TASK OBJECTIVE => Output every entry verbatim.

STORED DATA =>

########

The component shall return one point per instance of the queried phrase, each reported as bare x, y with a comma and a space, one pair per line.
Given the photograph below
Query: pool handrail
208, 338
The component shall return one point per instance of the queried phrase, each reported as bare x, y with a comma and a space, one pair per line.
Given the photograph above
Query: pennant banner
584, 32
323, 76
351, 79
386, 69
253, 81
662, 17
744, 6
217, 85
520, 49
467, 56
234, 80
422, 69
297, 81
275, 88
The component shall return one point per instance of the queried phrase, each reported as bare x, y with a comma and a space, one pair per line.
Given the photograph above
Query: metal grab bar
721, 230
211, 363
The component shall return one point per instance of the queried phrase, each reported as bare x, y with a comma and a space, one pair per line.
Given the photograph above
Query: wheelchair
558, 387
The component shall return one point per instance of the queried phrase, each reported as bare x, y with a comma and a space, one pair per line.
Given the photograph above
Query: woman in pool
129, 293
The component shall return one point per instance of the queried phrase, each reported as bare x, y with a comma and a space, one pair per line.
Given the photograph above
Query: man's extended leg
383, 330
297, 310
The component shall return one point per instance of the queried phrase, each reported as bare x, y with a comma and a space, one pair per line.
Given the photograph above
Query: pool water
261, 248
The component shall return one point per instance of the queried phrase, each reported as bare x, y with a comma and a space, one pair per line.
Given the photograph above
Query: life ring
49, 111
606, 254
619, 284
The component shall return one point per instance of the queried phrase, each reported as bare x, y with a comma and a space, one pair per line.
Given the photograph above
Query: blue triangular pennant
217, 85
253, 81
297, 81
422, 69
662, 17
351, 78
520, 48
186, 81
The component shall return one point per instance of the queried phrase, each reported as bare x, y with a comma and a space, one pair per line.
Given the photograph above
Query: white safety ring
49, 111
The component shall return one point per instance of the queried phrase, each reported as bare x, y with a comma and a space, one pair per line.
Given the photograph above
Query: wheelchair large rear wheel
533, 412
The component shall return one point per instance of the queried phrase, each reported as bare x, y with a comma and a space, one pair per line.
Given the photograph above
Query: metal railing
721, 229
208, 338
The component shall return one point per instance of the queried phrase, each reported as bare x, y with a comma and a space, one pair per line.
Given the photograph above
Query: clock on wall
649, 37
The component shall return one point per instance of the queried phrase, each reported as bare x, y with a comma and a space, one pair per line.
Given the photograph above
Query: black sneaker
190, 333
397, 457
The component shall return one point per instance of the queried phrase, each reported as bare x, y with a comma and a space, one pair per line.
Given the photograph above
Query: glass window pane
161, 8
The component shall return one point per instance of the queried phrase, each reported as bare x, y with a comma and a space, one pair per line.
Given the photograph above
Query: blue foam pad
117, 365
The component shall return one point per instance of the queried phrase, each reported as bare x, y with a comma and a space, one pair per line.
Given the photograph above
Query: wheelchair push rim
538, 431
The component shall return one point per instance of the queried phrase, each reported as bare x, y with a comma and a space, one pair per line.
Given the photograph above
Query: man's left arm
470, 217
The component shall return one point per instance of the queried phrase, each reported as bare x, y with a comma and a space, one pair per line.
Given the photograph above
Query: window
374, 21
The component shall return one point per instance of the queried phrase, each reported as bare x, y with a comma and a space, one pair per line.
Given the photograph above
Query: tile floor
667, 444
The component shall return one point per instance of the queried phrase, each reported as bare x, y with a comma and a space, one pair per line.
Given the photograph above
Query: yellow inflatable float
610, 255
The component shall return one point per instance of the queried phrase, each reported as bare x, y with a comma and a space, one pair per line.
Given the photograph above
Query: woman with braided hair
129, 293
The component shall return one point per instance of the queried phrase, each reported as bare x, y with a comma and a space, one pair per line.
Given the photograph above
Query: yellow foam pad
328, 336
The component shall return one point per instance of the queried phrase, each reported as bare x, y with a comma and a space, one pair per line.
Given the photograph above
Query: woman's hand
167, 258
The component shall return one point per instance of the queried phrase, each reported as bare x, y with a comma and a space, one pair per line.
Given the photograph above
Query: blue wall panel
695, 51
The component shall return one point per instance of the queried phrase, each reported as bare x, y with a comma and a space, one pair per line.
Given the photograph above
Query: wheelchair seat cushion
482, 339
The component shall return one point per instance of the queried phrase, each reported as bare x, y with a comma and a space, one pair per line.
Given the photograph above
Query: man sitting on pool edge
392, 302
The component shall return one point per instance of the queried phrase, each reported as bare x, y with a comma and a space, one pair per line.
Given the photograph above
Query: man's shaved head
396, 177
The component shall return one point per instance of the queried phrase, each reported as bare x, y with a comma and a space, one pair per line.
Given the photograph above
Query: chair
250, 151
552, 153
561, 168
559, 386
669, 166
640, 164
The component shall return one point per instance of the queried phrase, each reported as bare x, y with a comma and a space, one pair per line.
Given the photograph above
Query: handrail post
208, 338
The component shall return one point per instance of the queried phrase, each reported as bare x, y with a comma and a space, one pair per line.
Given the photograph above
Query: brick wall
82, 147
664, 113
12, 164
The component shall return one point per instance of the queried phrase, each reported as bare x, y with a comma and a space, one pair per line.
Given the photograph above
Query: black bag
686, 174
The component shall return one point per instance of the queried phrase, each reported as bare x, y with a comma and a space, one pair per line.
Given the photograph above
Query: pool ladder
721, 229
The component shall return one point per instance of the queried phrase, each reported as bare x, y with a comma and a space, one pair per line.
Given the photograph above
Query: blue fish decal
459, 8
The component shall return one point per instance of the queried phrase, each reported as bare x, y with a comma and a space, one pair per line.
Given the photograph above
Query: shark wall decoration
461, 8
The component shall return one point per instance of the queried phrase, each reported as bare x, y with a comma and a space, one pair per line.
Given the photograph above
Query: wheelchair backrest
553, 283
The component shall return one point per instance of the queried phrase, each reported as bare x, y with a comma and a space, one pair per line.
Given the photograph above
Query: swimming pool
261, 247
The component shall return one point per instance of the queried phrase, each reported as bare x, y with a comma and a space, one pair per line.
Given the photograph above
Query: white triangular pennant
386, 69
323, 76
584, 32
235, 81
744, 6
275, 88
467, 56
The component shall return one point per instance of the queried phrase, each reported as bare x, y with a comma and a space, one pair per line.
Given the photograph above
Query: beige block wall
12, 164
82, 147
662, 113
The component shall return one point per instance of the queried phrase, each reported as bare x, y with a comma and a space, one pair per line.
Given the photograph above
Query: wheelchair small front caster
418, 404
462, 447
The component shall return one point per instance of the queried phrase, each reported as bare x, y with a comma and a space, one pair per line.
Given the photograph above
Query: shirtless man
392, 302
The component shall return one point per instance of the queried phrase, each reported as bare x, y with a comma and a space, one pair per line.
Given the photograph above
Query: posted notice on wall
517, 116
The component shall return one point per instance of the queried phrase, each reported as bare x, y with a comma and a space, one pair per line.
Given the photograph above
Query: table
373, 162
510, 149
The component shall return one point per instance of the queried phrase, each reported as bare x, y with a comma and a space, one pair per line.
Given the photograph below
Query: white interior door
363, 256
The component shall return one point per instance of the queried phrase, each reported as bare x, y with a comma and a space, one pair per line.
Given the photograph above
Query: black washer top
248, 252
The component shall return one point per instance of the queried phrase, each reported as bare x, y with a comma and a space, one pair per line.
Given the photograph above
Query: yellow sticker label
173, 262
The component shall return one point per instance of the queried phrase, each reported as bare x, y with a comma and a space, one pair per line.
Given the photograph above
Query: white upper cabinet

########

TASK ANSWER =>
The component shall return one point per instance of the queried phrase, each reported as bare x, y with a comma and a space, one pair per line.
Given the photograph below
Query: pool handrail
208, 338
The component shall return one point per instance of the queried phrase, each reported as bare x, y with a comma and a space, one pair per line.
Given the photograph above
Query: pennant banner
584, 32
323, 76
351, 79
386, 69
253, 81
662, 17
744, 6
217, 85
520, 49
467, 56
234, 80
422, 69
297, 81
275, 88
The component shall return one point per instance of the queried phrase, each reported as bare x, y with a comma and a space, one pair per line.
Given the photograph above
Query: metal grab bar
721, 230
211, 363
The component shall return one point per instance of the queried phrase, each reported as bare x, y with a comma and a space, one pair per line.
Given the photograph above
Query: wheelchair
558, 387
The component shall return one point per instance of the queried phrase, each reported as bare x, y with a comma and a space, one pair per line.
Given the photograph above
Query: woman in pool
129, 293
The component shall return one point per instance of the queried phrase, each reported as bare x, y with a comma and a space, one pair per line.
Given the photograph above
Query: man's extended leg
383, 330
297, 310
The component shall return one point per instance of the queried phrase, each reported as bare x, y with a comma and a space, one pair per line.
Given the photograph above
Query: pool water
261, 248
The component shall return one point per instance of the queried phrase, each reported as bare x, y with a comma and a space, one pair per line.
Given the photograph above
Query: life ring
49, 111
606, 254
619, 284
The component shall return one point per instance of the queried phrase, each reported as bare x, y with a comma and a space, one pair per line.
Given the photograph above
Query: blue triangular pennant
217, 85
253, 81
297, 81
422, 69
662, 17
351, 78
520, 48
186, 81
The component shall return one point per instance of the queried phrase, each reported as bare x, y with a comma and a space, one pair per line.
Given the photograph above
Query: white safety ring
49, 111
The component shall return one point per instance of the queried phrase, each reported as bare x, y with a comma and a space, one pair per line.
Given the photograph above
Query: wheelchair large rear wheel
533, 412
The component shall return one point per instance of the queried phrase, each reported as bare x, y with a comma and a space, one pair per line.
Given the photograph above
Query: metal railing
721, 229
208, 338
The component shall return one point per instance of the queried phrase, each reported as bare x, y with a comma and a space, one pair per line.
Given the photograph above
Query: clock on wall
649, 37
The component shall return one point per instance of the queried phrase, each reported as bare x, y with a comma and a space, one pair per line.
Given the photograph above
Query: black sneaker
190, 333
397, 457
The component shall return one point per instance of the queried phrase, each reported as bare x, y with a comma and a space, one pair per line.
Given the photograph above
Query: glass window pane
161, 8
The component shall return one point per instance of the queried phrase, each reported as bare x, y with a comma and a space, one pair per line.
Given the photograph above
Query: blue foam pad
117, 365
The component shall return one point per instance of the queried phrase, each reported as bare x, y with a comma and a space, one pair per line.
Given the photograph above
Query: wheelchair push rim
538, 431
The component shall return one point per instance of the queried phrase, each reported as bare x, y with a comma and a space, one pair per line.
Given the photograph above
Query: man's left arm
470, 217
The component shall return one point per instance of the queried phrase, each reported as bare x, y with a comma and a space, one pair per line.
Given the photograph above
Query: window
374, 21
The component shall return one point per instance of the queried phrase, each reported as bare x, y with a comma and a space, one pair per line.
Given the photograph above
Query: tile floor
667, 444
The component shall return one point per instance of the queried phrase, each reported as bare x, y with a comma and a space, one pair per line.
Given the photograph above
Query: yellow inflatable float
610, 255
The component shall return one point per instance of the queried phrase, each reported as bare x, y with a comma and a space, one pair per line.
Given the photograph above
Query: woman with braided hair
129, 293
The component shall return one point per instance of the queried phrase, each reported as bare x, y with a comma and a space, one pair per line.
Given the photograph above
Query: yellow foam pad
328, 336
The component shall return one point per instance of the queried phrase, each reported as bare x, y with a comma and a space, one pair per line.
Given the photograph above
Query: woman's hand
167, 258
The component shall return one point per instance of the queried phrase, each reported as bare x, y with a comma and a space, one pair per line.
Given the photograph above
Query: blue wall panel
695, 51
The component shall return one point per instance of the queried phrase, each reported as bare x, y with a comma and a space, one pair per line.
Given the photograph above
Query: wheelchair seat cushion
482, 339
The component shall return one point per instance of the queried phrase, each reported as bare x, y with a comma and a space, one pair per line.
Given the photograph above
Query: man sitting on pool edge
392, 302
The component shall return one point per instance of the queried phrase, each reported as bare x, y with a comma and a space, one pair per line.
Given the photograph above
Query: man's shaved head
396, 177
The component shall return one point per instance of the queried phrase, each reported as bare x, y with a comma and a space, one pair per line.
Given the photograph above
Query: chair
250, 151
552, 153
561, 168
559, 386
669, 166
640, 164
The component shall return one point per instance of the queried phrase, each reported as bare x, y with a comma and a space, one pair per line.
Given the photograph above
Query: handrail post
208, 338
The component shall return one point per instance of the queried phrase, each reported as bare x, y with a comma and a space, one pair per line.
Given the photograph above
Query: brick wall
82, 147
664, 113
12, 164
The component shall return one point per instance of the queried phrase, each reported as bare x, y with a comma and a space, one pair per line.
Given the photograph above
Query: black bag
686, 174
The component shall return one point per instance of the queried phrase, each reported as bare x, y with a comma and a space, one pair per line.
Given the photograph above
Query: pool ladder
721, 229
The component shall return one point per instance of the queried phrase, each reported as bare x, y with a comma and a space, one pair per line.
Given the photograph above
Query: blue fish decal
459, 8
The component shall return one point per instance of the queried phrase, each reported as bare x, y with a comma and a space, one pair per line.
Given the photograph above
Query: shark wall decoration
461, 8
The component shall return one point per instance of the queried phrase, each reported as bare x, y with a comma and a space, one pair per line.
Given the photograph above
Query: wheelchair backrest
553, 283
The component shall return one point per instance of the queried phrase, each reported as bare x, y with a comma and a space, one pair per line.
Given the photograph above
Query: swimming pool
261, 247
The component shall return one point per instance of the queried phrase, each reported as bare x, y with a comma and a space, one pair per line.
Given the photograph above
Query: white triangular pennant
386, 69
323, 76
584, 32
235, 81
744, 6
275, 88
467, 56
The component shall return one point per instance of the queried phrase, each reported as bare x, y with a comma and a space, one pair per line.
Given the photograph above
Query: beige block wall
12, 164
82, 147
662, 113
The component shall return one point per instance of the queried phrase, each reported as bare x, y with a comma and a space, one pair per line.
Given the photograph above
Query: wheelchair small front caster
418, 404
462, 447
The component shall return one point per instance of the queried phrase, each reported as bare x, y with a comma and a space, one pair per line.
Given the photograph above
Query: shirtless man
392, 302
The component shall return one point per instance of the queried phrase, each reported as bare x, y with a comma and a space, one pair per line.
Given the photograph above
Query: posted notice on wall
517, 116
The component shall return one point per instance of the queried phrase, each reported as bare x, y with a comma and a space, one pair per line.
Given the photograph above
Query: table
373, 162
510, 149
The component shall return one point per instance of the queried phrase, each reported as bare x, y with a comma and a space, one pair per line.
Given the photograph below
Query: white interior door
363, 256
The component shall return one point per instance of the queried phrase, each reported as bare x, y with a comma and a space, one pair per line.
Given the photograph above
Query: black washer top
248, 252
The component shall return one point per instance of the queried phrase, each reported as bare x, y with a comma and a space, one pair per line.
Given the photograph above
Query: yellow sticker label
173, 262
The component shall return one point per instance of the queried phrase, each reported as bare x, y with a comma and a space, one pair per line.
Given the photograph above
Query: white upper cabinet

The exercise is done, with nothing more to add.